Um momento

Há uns 10 anos, sendo infeliz, eu comecei a me questionar sobre a Felicidade.
Perguntei p’ra várias pessoas se elas eram felizes e recebi diferentes respostas – embora a maioria respondesse que não era. Um certo dia, alguém me disse a seguinte frase: “A vida é uma eterna tristeza repleta de Momentos felizes”. Passei os últimos anos vivendo e sobrevivendo aos Momentos difíceis graças a essa ideia, gravando na memória todos os detalhes das coisas boas que eu vivia.
Hoje em dia, entendo que a “eterna tristeza” só existe quando a pessoa vive p’ra se encher de Momentos felizes. Pode parecer contraditório, mas não é.
Momento é a marcação de um tempo finito, breve. Você está naquele Momento de euforia, oscilando no alto, vivendo toda aquela endorfina e, então acaba. No comparativo, seu referencial é um sentimento melhor do que o qual você tem agora e o espaço livre entre os Momentos é um vazio angustiante. Quem nunca teve aquela sensação esquisita após o esperado natal?

O que fazer
Devolva, sem qualquer alteração, o trecho do texto sobre a felicidade que começa nas palavras "Perguntei p’ra várias" e termina após as palavras "que eu vivia.". As linhas a seguir não guardam relação com o texto.

Registros salvos
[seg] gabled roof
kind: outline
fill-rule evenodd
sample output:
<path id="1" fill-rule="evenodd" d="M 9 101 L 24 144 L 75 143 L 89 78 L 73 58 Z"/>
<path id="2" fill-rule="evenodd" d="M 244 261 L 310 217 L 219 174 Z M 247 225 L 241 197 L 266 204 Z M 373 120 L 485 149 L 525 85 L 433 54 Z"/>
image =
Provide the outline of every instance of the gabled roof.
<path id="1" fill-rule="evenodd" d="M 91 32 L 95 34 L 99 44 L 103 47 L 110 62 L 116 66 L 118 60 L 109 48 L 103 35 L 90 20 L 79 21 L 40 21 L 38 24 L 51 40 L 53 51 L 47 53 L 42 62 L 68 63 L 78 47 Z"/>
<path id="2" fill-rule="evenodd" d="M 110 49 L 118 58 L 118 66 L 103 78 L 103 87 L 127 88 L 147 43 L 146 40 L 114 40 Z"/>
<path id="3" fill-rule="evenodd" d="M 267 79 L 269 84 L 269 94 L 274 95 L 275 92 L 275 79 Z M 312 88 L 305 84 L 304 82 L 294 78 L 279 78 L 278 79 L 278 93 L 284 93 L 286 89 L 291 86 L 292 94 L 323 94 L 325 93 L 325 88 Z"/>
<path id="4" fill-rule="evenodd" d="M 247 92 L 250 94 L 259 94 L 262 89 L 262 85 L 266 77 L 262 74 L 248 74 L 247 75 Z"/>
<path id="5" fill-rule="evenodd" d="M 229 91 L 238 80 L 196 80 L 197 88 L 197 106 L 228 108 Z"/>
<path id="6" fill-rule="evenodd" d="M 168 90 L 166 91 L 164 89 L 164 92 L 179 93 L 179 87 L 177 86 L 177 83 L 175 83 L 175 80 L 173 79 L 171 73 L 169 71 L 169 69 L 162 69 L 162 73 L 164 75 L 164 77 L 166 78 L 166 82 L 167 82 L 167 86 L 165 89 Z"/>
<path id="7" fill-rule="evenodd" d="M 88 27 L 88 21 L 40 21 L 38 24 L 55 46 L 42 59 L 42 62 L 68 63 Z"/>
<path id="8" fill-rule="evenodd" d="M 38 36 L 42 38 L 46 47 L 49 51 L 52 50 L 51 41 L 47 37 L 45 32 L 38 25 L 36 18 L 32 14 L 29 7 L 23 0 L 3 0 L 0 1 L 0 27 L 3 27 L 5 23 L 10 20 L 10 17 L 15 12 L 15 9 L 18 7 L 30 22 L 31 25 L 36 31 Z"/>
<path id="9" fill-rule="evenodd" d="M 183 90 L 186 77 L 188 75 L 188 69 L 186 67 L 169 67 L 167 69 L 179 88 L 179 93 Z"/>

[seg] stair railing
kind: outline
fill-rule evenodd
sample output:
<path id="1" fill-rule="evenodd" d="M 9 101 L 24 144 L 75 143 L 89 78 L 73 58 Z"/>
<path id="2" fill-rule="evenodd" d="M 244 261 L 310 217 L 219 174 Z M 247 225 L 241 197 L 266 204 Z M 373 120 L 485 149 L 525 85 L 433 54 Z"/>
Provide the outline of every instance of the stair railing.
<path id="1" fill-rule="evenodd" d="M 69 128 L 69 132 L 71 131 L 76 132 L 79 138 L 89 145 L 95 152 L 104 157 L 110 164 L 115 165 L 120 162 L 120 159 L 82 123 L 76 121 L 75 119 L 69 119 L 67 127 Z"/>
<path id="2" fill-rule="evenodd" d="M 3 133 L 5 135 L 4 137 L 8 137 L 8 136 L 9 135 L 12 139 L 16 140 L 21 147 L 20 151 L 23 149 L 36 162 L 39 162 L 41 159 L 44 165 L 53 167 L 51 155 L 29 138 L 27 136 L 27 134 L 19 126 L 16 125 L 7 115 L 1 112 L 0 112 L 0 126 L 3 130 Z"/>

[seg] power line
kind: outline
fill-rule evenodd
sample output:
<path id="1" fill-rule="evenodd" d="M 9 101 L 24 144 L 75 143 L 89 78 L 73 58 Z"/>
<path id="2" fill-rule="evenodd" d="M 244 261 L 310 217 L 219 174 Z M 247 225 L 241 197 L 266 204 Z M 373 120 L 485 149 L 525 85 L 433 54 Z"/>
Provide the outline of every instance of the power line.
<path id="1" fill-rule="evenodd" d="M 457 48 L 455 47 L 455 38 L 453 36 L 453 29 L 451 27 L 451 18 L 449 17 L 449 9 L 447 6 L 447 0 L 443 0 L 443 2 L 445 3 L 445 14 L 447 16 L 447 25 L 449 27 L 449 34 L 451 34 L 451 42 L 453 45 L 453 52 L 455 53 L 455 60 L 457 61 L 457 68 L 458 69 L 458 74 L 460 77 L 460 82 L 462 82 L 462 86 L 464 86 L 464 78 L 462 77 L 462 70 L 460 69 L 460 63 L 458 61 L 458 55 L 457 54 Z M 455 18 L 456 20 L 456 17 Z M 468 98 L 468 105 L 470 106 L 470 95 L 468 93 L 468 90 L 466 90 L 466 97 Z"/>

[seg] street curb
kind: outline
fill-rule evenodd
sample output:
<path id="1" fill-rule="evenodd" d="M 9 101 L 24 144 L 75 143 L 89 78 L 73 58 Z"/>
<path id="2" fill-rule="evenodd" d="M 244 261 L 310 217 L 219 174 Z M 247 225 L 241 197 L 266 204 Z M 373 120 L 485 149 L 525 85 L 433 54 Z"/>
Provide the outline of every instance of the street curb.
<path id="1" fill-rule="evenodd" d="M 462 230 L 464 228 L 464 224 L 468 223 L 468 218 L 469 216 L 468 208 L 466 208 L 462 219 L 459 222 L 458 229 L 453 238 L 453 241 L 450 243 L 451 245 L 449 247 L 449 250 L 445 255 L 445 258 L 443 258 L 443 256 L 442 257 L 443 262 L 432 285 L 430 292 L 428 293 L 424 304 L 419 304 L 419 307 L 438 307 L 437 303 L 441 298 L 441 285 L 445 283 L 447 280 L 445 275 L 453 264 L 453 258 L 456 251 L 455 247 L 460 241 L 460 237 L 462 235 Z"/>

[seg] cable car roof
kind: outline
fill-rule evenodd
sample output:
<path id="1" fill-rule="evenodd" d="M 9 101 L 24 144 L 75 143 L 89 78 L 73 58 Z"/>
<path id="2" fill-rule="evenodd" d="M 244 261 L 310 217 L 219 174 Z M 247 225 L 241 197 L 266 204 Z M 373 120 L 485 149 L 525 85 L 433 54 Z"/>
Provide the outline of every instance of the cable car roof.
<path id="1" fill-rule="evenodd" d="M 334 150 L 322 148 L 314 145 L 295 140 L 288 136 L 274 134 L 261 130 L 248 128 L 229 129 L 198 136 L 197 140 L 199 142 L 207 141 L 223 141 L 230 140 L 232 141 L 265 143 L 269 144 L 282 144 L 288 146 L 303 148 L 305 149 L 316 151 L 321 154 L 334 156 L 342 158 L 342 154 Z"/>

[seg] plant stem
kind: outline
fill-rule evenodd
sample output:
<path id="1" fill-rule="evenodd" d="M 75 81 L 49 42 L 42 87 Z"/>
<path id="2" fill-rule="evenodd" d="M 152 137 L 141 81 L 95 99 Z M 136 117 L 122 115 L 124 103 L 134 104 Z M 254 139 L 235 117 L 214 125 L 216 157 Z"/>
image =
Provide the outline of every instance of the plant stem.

Espaço para resposta
Perguntei p’ra várias pessoas se elas eram felizes e recebi diferentes respostas – embora a maioria respondesse que não era. Um certo dia, alguém me disse a seguinte frase: “A vida é uma eterna tristeza repleta de Momentos felizes”. Passei os últimos anos vivendo e sobrevivendo aos Momentos difíceis graças a essa ideia, gravando na memória todos os detalhes das coisas boas que eu vivia.